— RECORDED DATA —

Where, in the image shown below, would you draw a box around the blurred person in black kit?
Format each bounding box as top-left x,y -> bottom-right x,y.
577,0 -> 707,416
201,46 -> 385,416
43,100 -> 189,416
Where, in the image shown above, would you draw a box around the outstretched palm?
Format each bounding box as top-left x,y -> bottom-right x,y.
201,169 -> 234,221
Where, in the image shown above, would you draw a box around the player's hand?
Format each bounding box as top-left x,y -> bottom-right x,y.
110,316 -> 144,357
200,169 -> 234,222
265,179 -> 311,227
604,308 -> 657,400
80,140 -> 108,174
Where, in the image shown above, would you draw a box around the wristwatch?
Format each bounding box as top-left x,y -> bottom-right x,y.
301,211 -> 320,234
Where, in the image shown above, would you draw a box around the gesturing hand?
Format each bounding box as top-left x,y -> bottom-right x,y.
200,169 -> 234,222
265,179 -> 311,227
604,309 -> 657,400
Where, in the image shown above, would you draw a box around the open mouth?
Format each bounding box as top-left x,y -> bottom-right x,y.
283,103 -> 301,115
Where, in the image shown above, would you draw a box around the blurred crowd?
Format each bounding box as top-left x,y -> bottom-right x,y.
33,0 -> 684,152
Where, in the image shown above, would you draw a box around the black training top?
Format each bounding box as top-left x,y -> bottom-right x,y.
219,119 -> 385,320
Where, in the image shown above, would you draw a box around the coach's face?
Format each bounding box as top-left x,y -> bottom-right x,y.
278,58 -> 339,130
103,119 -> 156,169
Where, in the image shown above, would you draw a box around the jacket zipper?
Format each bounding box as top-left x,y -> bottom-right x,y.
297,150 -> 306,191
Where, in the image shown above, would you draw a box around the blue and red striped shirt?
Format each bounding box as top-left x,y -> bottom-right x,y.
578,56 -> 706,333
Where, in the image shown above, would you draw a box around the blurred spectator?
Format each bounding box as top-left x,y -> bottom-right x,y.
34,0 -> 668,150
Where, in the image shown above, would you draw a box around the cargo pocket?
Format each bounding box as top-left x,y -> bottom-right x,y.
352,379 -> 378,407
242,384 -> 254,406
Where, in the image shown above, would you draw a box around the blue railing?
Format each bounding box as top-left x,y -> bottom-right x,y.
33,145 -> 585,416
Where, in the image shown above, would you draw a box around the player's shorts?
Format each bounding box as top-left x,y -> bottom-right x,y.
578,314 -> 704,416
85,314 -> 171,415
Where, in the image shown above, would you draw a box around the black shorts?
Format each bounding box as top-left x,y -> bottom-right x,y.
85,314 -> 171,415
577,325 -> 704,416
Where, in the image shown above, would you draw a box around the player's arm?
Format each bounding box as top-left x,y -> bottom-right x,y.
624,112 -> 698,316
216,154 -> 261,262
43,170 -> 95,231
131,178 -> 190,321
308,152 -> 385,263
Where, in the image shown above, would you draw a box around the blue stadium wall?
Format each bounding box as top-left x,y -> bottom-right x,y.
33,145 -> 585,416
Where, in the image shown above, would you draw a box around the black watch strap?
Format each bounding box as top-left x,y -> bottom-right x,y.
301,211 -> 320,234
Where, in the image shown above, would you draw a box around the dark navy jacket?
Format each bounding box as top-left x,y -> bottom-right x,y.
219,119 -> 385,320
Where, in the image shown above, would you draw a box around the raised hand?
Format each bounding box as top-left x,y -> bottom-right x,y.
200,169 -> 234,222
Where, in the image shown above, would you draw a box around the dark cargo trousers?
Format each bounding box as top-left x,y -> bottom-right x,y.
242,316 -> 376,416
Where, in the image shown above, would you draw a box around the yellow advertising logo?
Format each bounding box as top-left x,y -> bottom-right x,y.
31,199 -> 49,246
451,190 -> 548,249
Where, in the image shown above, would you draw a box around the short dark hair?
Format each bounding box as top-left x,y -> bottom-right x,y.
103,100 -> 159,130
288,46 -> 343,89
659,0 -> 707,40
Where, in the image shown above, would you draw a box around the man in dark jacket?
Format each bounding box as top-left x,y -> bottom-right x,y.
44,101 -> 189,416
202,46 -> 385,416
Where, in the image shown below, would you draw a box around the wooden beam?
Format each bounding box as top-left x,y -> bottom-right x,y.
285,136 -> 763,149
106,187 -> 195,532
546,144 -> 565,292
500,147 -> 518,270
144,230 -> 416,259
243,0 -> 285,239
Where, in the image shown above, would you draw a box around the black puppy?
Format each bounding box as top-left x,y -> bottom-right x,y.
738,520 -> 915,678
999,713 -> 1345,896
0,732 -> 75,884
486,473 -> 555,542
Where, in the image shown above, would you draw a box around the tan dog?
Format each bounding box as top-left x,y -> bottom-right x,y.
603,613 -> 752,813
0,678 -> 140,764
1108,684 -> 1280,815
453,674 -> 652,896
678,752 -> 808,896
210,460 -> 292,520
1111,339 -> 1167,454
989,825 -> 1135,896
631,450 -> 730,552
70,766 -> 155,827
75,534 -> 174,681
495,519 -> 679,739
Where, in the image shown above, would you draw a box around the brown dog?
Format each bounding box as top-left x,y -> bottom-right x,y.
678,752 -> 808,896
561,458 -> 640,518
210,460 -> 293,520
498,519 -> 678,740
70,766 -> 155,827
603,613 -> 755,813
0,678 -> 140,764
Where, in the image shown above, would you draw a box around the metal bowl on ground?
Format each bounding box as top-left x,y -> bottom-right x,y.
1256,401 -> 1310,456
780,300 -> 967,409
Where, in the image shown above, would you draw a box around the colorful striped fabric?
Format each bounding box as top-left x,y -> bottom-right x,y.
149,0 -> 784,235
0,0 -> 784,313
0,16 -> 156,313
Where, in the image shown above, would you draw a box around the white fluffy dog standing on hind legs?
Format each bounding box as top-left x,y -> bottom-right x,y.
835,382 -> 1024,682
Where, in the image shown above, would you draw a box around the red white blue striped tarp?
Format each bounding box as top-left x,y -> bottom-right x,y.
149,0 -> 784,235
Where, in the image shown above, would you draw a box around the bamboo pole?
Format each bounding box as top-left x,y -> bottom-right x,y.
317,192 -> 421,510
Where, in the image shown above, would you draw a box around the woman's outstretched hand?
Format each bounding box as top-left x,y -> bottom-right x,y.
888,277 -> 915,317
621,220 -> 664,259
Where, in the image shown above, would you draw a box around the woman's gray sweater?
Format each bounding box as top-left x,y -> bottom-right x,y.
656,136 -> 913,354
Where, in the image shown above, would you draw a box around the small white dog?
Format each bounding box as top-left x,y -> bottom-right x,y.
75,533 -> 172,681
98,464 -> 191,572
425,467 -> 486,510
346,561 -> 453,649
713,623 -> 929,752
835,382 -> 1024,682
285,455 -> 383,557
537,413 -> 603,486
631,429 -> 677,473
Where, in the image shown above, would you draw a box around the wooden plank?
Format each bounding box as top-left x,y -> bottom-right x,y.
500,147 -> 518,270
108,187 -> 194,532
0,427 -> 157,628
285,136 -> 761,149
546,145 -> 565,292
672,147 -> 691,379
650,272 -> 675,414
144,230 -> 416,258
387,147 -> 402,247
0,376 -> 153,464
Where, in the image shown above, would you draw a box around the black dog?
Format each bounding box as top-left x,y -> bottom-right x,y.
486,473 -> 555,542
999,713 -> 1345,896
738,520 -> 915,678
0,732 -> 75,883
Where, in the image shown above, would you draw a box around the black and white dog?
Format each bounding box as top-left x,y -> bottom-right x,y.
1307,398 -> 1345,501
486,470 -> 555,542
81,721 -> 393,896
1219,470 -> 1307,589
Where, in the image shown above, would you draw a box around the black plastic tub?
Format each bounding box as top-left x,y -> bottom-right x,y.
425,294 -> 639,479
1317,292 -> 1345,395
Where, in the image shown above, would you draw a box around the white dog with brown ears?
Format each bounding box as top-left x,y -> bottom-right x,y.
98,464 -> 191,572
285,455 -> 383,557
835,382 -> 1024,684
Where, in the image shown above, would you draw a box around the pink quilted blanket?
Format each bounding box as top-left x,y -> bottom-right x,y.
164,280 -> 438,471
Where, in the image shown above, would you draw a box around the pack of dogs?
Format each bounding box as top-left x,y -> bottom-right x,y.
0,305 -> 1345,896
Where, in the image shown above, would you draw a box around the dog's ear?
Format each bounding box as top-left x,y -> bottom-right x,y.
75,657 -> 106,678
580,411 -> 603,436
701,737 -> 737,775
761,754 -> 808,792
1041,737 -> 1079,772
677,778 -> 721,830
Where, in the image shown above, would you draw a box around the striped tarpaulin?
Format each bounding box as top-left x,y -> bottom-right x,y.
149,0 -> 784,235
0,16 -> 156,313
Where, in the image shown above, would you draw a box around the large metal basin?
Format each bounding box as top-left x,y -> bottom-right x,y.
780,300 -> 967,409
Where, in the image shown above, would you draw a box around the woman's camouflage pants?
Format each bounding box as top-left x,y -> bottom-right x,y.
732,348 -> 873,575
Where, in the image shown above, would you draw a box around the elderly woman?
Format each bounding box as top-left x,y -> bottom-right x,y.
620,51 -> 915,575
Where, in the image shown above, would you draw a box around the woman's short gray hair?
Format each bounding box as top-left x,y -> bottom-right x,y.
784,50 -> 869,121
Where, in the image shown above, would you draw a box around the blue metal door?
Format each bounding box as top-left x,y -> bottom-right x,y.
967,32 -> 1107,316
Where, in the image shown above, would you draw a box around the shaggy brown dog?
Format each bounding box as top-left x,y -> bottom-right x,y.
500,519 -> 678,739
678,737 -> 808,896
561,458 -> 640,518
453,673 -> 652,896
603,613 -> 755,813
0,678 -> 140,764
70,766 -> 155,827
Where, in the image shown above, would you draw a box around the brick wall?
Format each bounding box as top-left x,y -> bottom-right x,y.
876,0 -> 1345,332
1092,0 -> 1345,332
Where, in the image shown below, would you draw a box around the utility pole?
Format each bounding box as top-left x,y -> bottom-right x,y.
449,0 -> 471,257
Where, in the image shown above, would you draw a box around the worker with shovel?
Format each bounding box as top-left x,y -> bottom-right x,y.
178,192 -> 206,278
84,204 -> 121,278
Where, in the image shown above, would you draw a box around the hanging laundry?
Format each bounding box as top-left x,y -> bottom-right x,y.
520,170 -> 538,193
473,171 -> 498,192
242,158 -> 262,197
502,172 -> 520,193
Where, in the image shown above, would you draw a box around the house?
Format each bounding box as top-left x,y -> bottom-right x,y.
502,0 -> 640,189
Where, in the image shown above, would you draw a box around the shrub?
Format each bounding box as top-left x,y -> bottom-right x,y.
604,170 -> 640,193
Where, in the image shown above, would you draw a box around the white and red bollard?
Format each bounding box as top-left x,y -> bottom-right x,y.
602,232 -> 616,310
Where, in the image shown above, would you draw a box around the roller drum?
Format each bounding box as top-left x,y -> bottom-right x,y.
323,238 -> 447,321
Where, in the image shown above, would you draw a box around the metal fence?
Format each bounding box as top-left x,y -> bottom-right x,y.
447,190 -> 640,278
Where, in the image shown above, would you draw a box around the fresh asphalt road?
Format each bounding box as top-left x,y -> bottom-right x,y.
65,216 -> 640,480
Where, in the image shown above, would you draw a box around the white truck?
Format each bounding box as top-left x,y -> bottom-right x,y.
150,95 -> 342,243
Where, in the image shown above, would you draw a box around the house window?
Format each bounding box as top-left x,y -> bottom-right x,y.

— YOUR TASK —
Starting at the line that contains "the striped tarpaulin?" and ending at the line that contains "732,348 -> 873,575", write out those rows again, changing "metal basin" to "metal tub" and leaving everything else as it is.

— RESULT —
Where, in the image shown above, would you draw a box around the striped tarpaulin?
Format each bounding box as top-left x,y -> bottom-right x,y.
149,0 -> 784,235
0,16 -> 156,313
Where, in the image shown above, would you draw a box around the large metal tub?
Format each bounding box as top-left x,y -> bottom-right x,y.
780,300 -> 967,409
Where, in the image shown above, would you draw a box around the woman's camouflage pants?
Format each bounding box as top-left x,y -> bottom-right x,y.
732,348 -> 873,575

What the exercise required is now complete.